§ **AIM**:
Transcribe all records exactly.

>> Begin SUPPLIED MATERIAL

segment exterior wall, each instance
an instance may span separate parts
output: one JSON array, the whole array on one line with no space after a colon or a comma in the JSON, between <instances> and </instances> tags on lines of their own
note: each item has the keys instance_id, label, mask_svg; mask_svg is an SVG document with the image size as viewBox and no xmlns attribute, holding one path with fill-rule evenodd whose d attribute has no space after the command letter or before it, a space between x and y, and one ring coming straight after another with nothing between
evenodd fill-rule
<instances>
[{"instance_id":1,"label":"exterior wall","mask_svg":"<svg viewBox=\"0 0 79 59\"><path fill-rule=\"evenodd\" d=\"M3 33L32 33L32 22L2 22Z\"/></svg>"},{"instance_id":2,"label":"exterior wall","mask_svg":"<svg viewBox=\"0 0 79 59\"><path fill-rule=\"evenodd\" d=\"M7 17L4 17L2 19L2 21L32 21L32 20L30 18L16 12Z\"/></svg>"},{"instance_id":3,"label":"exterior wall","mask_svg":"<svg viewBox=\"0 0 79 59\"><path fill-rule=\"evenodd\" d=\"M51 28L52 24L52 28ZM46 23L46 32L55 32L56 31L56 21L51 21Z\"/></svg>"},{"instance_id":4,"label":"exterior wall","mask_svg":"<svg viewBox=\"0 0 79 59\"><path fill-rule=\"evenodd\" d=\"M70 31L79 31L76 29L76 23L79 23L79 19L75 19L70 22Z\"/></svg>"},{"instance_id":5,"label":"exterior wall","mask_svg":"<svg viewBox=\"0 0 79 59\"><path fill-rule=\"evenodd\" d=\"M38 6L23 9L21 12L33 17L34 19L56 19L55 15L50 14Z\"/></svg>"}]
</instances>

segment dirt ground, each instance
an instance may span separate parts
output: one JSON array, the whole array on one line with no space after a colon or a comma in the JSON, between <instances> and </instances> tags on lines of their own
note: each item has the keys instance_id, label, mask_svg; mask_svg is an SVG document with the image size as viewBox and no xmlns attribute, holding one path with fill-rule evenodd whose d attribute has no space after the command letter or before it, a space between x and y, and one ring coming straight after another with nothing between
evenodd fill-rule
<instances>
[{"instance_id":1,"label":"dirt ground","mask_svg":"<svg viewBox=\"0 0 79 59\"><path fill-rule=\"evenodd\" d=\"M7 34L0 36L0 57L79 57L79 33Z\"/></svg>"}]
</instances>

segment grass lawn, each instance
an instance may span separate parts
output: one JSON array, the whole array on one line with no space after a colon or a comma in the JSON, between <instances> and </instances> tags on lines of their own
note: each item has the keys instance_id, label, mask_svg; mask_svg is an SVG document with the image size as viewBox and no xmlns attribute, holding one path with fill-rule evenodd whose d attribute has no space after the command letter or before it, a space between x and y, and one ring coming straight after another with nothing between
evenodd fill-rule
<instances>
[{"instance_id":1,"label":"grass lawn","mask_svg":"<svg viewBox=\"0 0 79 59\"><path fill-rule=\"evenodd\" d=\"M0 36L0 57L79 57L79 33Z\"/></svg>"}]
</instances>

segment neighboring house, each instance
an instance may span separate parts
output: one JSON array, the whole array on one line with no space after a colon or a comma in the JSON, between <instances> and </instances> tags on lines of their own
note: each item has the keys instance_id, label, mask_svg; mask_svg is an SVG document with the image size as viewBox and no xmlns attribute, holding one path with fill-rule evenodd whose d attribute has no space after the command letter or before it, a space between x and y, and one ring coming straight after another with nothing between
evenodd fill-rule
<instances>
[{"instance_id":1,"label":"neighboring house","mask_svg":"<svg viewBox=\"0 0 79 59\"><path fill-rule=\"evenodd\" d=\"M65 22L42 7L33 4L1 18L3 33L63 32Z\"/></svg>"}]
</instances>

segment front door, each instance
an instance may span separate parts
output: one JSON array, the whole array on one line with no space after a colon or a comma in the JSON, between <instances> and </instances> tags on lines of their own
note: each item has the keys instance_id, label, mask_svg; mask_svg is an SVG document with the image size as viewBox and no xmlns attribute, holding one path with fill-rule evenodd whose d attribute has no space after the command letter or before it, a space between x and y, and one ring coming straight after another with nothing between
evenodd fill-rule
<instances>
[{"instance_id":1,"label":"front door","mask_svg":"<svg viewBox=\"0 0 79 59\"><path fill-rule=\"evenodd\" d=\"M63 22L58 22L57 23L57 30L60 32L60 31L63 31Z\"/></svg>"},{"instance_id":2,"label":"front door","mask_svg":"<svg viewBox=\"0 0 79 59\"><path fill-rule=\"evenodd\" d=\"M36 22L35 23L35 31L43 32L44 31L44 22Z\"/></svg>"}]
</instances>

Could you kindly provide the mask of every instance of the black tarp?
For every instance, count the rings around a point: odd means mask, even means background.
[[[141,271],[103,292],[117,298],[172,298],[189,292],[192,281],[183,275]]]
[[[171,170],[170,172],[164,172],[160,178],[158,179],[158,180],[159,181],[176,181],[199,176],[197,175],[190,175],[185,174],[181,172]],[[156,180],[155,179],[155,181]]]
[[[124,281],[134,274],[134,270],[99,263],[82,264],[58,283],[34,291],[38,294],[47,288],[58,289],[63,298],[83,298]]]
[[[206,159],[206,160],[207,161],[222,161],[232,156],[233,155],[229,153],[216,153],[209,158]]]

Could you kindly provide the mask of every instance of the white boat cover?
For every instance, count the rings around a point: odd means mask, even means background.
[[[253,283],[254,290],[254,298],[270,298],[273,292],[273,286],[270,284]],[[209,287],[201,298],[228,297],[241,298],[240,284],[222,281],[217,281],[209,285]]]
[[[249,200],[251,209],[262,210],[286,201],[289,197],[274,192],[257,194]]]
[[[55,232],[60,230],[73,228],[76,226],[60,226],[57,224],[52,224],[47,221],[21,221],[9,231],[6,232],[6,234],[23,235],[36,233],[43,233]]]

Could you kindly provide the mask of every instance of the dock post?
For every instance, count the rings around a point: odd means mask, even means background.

>> End SUPPLIED MATERIAL

§ **FINISHED EXERCISE**:
segment exterior wall, each instance
an instance may span separate parts
output: one JSON array, the whole array on one line with no space after a colon or a comma in the JSON, between <instances> and </instances> tags on lines of their own
note: each item has the keys instance_id, label, mask_svg; mask_svg is an SVG document with the image size as viewBox and no xmlns attribute, holding one path with fill-rule evenodd whose d attribute has no space after the command letter or before it, a space between x and y, and one ring coming straight after another with nothing between
evenodd fill-rule
<instances>
[{"instance_id":1,"label":"exterior wall","mask_svg":"<svg viewBox=\"0 0 79 59\"><path fill-rule=\"evenodd\" d=\"M3 33L32 33L32 22L2 22Z\"/></svg>"},{"instance_id":2,"label":"exterior wall","mask_svg":"<svg viewBox=\"0 0 79 59\"><path fill-rule=\"evenodd\" d=\"M7 17L4 17L2 19L2 21L32 21L32 20L30 18L16 12Z\"/></svg>"},{"instance_id":3,"label":"exterior wall","mask_svg":"<svg viewBox=\"0 0 79 59\"><path fill-rule=\"evenodd\" d=\"M51 28L52 24L52 28ZM46 23L46 32L55 32L56 31L56 21L51 21Z\"/></svg>"},{"instance_id":4,"label":"exterior wall","mask_svg":"<svg viewBox=\"0 0 79 59\"><path fill-rule=\"evenodd\" d=\"M70 31L79 31L76 29L76 23L79 23L79 19L75 19L70 22Z\"/></svg>"},{"instance_id":5,"label":"exterior wall","mask_svg":"<svg viewBox=\"0 0 79 59\"><path fill-rule=\"evenodd\" d=\"M38 6L23 9L21 12L33 17L34 19L56 19L55 15L50 14Z\"/></svg>"}]
</instances>

segment dirt ground, each instance
an instance may span separate parts
output: one JSON array, the whole array on one line with no space after a colon or a comma in the JSON, between <instances> and </instances> tags on lines of their own
note: each item has the keys instance_id, label, mask_svg; mask_svg is an SVG document with the image size as viewBox and no xmlns attribute, holding one path with fill-rule evenodd whose d attribute has no space after the command letter or before it, a space between x and y, and one ring coming straight after another with nothing between
evenodd fill-rule
<instances>
[{"instance_id":1,"label":"dirt ground","mask_svg":"<svg viewBox=\"0 0 79 59\"><path fill-rule=\"evenodd\" d=\"M7 34L0 36L0 57L79 57L79 33Z\"/></svg>"}]
</instances>

segment grass lawn, each instance
an instance may span separate parts
output: one JSON array, the whole array on one line with no space after a colon or a comma in the JSON, between <instances> and </instances> tags on lines of their own
note: each item has the keys instance_id, label, mask_svg; mask_svg is an SVG document with the image size as viewBox and no xmlns attribute, holding one path with fill-rule evenodd whose d attribute has no space after the command letter or before it, a space between x and y, and one ring coming straight after another with nothing between
evenodd fill-rule
<instances>
[{"instance_id":1,"label":"grass lawn","mask_svg":"<svg viewBox=\"0 0 79 59\"><path fill-rule=\"evenodd\" d=\"M0 36L0 57L79 57L79 33Z\"/></svg>"}]
</instances>

segment neighboring house, each instance
an instance may span separate parts
output: one JSON array, the whole array on one line with no space after a colon or a comma in the JSON, between <instances> and </instances> tags on lines of their own
note: each item has the keys instance_id, label, mask_svg; mask_svg is an SVG document with the image size as viewBox and no xmlns attribute, holding one path with fill-rule evenodd whose d attribute has no space after the command letter or before it, a space between x and y, and one ring coming straight after another with nothing between
evenodd fill-rule
<instances>
[{"instance_id":1,"label":"neighboring house","mask_svg":"<svg viewBox=\"0 0 79 59\"><path fill-rule=\"evenodd\" d=\"M65 22L42 7L33 4L1 18L3 33L63 32Z\"/></svg>"}]
</instances>

segment front door, each instance
an instance may span separate parts
output: one JSON array, the whole array on one line with no space after a colon or a comma in the JSON, between <instances> and </instances> tags on lines of their own
note: each item has the keys instance_id, label, mask_svg; mask_svg is an SVG document with the image size as viewBox and no xmlns attribute, holding one path with fill-rule evenodd whose d attribute has no space after the command letter or before it, a space between x and y, and one ring coming straight after another with nothing between
evenodd fill-rule
<instances>
[{"instance_id":1,"label":"front door","mask_svg":"<svg viewBox=\"0 0 79 59\"><path fill-rule=\"evenodd\" d=\"M63 22L58 22L57 23L57 30L60 32L60 31L63 31Z\"/></svg>"},{"instance_id":2,"label":"front door","mask_svg":"<svg viewBox=\"0 0 79 59\"><path fill-rule=\"evenodd\" d=\"M36 22L35 23L35 31L43 32L44 31L44 22Z\"/></svg>"}]
</instances>

Could you kindly provide the mask of every instance of the black tarp?
For every instance, count the rings around a point: odd means mask, even means background.
[[[141,271],[103,292],[117,298],[172,298],[189,292],[192,281],[183,275]]]
[[[171,170],[170,172],[164,172],[160,178],[158,179],[158,180],[159,181],[176,181],[199,176],[197,175],[190,175],[185,174],[181,172]],[[156,180],[155,179],[155,181]]]
[[[124,281],[134,274],[134,270],[99,263],[82,264],[58,283],[34,291],[38,294],[47,288],[58,289],[63,298],[83,298]]]
[[[206,159],[206,160],[207,161],[222,161],[232,156],[233,155],[229,153],[216,153],[209,158]]]

Could you kindly provide the mask of every instance of the white boat cover?
For every instance, count the rings around a point: odd means mask, even means background.
[[[253,283],[254,290],[254,298],[270,298],[273,292],[273,286],[270,284]],[[209,287],[201,298],[228,297],[241,298],[240,284],[222,281],[217,281],[209,285]]]
[[[249,200],[251,209],[262,210],[286,201],[289,197],[274,192],[257,194]]]
[[[55,232],[60,230],[73,228],[76,226],[60,226],[57,224],[52,224],[47,221],[21,221],[9,231],[6,232],[6,234],[23,235],[36,233],[43,233]]]

Could you kindly provide the mask of every instance of the dock post?
For every instance, count the rings around a point: odd means mask, even means background.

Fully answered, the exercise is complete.